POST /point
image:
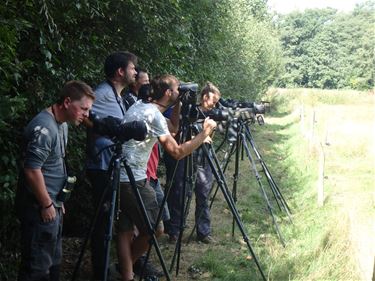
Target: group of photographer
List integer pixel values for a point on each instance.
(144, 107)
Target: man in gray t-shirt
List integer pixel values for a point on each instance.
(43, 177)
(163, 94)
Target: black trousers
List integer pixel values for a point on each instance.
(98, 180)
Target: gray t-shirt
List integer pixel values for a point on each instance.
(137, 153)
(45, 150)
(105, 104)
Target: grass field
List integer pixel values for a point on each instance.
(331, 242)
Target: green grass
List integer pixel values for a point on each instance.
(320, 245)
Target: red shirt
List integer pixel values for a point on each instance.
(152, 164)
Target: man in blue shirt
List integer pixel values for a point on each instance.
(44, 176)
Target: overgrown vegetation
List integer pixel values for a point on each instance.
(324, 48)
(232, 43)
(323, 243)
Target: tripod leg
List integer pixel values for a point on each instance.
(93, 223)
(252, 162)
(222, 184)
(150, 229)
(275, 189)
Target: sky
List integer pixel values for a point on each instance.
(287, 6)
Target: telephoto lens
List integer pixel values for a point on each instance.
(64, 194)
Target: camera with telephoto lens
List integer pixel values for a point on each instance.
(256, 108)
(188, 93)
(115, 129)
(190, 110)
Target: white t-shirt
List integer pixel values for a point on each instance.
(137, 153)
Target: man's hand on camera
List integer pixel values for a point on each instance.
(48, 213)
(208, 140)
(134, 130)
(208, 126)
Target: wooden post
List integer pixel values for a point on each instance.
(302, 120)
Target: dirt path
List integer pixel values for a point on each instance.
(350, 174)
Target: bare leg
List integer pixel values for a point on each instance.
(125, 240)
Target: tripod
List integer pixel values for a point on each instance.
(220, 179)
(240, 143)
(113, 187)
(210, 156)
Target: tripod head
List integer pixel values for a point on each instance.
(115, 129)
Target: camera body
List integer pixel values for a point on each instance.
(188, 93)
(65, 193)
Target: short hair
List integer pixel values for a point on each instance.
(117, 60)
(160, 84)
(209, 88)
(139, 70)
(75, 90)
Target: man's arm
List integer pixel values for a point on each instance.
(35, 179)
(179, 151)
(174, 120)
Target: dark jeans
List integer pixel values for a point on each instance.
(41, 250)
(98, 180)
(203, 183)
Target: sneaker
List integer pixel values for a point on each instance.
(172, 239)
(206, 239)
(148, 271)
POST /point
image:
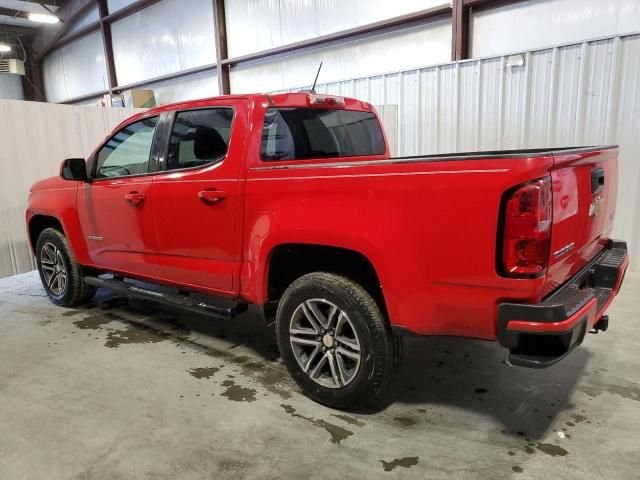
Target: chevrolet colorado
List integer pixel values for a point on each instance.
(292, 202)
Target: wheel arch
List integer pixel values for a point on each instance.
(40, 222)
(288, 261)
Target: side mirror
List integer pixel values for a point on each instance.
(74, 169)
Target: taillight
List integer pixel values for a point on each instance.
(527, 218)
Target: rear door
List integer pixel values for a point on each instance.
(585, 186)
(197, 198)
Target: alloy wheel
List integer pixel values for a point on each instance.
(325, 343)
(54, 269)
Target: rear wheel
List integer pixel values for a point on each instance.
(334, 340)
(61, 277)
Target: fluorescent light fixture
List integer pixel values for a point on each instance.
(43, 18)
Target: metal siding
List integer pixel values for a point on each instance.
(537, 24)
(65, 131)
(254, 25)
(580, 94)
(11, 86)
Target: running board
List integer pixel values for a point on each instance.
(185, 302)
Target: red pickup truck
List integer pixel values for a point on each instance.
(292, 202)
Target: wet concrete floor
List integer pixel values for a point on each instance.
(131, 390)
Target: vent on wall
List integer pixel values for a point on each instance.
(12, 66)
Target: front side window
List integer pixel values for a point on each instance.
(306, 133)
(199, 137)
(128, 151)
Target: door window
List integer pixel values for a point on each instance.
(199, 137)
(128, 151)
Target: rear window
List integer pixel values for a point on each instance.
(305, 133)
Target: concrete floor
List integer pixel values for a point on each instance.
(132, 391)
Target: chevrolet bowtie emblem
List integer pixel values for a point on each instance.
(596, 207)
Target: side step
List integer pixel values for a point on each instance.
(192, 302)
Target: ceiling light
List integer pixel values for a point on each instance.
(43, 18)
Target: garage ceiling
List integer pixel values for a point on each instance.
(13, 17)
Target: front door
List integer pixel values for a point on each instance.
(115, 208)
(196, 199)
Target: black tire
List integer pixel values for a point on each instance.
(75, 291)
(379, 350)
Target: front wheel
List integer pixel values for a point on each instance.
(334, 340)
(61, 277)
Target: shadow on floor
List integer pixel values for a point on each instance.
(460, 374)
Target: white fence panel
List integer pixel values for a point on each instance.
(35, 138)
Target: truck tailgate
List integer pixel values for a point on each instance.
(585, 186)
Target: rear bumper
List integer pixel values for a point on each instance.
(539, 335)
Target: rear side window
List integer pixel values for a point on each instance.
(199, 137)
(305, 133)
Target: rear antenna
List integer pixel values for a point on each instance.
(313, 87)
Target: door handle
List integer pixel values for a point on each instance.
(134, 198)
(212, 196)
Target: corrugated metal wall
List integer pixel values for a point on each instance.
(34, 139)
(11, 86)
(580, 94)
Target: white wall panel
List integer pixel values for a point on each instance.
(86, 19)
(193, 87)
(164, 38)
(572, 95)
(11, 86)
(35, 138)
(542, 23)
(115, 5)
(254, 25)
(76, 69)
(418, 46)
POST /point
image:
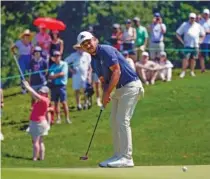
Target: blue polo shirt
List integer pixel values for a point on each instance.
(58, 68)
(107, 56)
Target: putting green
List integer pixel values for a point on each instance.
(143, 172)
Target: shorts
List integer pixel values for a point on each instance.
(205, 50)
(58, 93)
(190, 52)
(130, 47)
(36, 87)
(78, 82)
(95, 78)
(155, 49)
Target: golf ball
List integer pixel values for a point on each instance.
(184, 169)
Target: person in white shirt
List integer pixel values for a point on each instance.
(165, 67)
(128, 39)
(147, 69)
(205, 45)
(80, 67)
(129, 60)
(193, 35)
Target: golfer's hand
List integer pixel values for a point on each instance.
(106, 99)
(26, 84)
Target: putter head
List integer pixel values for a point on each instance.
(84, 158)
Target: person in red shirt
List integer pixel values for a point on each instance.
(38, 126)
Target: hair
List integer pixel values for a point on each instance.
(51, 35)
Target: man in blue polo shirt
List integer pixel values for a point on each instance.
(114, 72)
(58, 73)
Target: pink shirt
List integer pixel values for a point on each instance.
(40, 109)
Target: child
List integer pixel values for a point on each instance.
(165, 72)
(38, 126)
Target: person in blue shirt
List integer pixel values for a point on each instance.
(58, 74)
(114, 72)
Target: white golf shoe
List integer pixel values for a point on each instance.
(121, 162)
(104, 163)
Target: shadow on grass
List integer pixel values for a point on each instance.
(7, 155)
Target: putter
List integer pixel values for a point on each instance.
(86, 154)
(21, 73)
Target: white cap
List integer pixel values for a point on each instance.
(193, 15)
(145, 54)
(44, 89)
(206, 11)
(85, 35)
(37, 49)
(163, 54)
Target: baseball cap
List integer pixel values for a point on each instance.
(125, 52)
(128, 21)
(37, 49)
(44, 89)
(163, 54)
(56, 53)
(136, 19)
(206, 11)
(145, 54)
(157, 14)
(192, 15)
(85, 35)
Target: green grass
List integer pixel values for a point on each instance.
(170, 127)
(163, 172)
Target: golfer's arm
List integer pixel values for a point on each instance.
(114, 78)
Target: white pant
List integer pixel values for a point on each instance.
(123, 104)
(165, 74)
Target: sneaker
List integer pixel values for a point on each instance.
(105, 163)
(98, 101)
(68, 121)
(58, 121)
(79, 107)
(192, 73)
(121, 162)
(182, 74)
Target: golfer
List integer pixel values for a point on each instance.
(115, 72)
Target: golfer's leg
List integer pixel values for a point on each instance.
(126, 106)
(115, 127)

* Task to complete:
Go through the data line by line and say how many lines contain "shirt". Give the number alone.

* Task result:
11